Could you reproduce all of the records below, substituting "Mark one point per instance" for every "Tag one per instance" and leaving everything else unchanged?

— START ENTRIES —

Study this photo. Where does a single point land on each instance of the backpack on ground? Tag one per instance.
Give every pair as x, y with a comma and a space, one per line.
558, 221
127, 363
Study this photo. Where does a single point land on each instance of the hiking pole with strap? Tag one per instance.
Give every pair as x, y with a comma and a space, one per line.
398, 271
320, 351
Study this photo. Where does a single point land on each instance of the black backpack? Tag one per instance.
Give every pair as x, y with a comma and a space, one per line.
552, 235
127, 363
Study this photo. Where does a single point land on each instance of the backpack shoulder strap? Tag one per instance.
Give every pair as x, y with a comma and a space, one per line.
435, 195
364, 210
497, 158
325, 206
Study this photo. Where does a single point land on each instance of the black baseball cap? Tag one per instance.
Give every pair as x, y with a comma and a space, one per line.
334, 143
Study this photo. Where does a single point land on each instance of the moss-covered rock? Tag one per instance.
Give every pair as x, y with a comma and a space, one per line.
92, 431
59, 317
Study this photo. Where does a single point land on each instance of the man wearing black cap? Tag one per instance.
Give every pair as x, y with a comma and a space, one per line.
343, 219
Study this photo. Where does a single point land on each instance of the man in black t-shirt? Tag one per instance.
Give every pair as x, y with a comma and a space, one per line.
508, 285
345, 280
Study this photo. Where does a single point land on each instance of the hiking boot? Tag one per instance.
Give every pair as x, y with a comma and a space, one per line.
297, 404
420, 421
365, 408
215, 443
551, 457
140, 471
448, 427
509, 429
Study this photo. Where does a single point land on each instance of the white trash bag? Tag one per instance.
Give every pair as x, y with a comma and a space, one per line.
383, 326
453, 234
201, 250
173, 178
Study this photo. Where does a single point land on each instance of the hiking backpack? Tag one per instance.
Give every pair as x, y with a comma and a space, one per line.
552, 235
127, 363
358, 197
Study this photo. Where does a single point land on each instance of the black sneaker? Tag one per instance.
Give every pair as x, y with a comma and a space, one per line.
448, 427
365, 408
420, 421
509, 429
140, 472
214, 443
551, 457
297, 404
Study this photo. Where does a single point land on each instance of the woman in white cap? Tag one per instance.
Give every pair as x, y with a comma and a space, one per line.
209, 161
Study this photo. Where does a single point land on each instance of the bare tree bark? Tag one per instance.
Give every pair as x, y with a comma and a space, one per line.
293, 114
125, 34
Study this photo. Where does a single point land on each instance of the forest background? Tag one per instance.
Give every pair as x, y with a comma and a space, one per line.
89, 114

— END ENTRIES —

§ **RESPONSE TO THIS TASK**:
Study this photo. Where does a single point land on each instance of the backpack on ground? Mark one point per instance.
Give every pair as x, y with a comma and a space, one per line.
558, 221
127, 363
Study this photo. Where does a single point land on each instance of the hiking pole with strap? Mark one point per instance.
Give every pair as x, y with a comma and a space, one per line.
398, 271
320, 351
Study this photo. Where does a single point land on each instance of the black backpack? Mark one point per instance.
Give every pair as x, y with a comma and a space, one per line.
552, 235
127, 363
Study this photo. Where does a single point land on each instance of the backpack shoulder strap? Mark one point per instance.
Give every pair as x, y with a comma and a space, one per line.
435, 195
364, 210
497, 158
325, 206
Study this photo. Where does a single point land on each instance of the black baseball cap? Mark one point per instance.
Give every pair as x, y with a comma and a space, one per line.
334, 143
Study this photo. Where does a single point land on each instance of the moss-covered rock? Mark one point per instance.
Give every pair as x, y with a comma and a space, one per line.
92, 431
59, 317
Study this photo. Where does a single point land on each instance of the man wearing black cap? Mark one point per instance.
Give every pair as x, y with a comma and a space, one per line.
343, 219
Study this photo. Where does a single point land on each instance of the man in black t-shirt? Mark one point per instance.
Give every pair as x, y with a comma and a space, one per line.
508, 285
345, 280
Study this photo. Where does a single point land on each instance of the hiking boot? Mark one point per instance.
Give every pair as x, y with a comma and a space, one per line.
297, 404
420, 421
365, 408
215, 443
551, 457
140, 471
448, 427
509, 429
Study this photo. Where does a single point land on each instance of the white trash bag? Mark one point per instance.
Give every pair as x, y with a comma and a space, one per line.
383, 326
453, 234
201, 250
173, 178
Study this photo. Where does a single point land on each instance of the hiking backpack? Mark one point per instance.
Give every pair as x, y with a comma and a space, one per line.
552, 235
127, 363
358, 197
Study this photo. Where does a single point land on each instance of the black sneaker? Mark one point per instance.
Give every pair as x, y with a comma and a space, one per line.
448, 427
365, 408
420, 421
509, 429
140, 472
214, 443
551, 457
297, 404
Study this photo. Where does a single point land on each instance of the woman in white cap? Mark one point per instance.
Give every pair as x, y with a comma and a space, one per line.
209, 161
Study this photo. Where does a single point land on each instance of the bare tree bark? Mark one point per instance.
Give every pair as x, y with a comma and a space, one per line.
293, 114
125, 34
Study this photo. Where does a single point land on each instance of the forest background? Mark one point per instance.
Give every pair as x, y with a comma and a space, one per line.
89, 114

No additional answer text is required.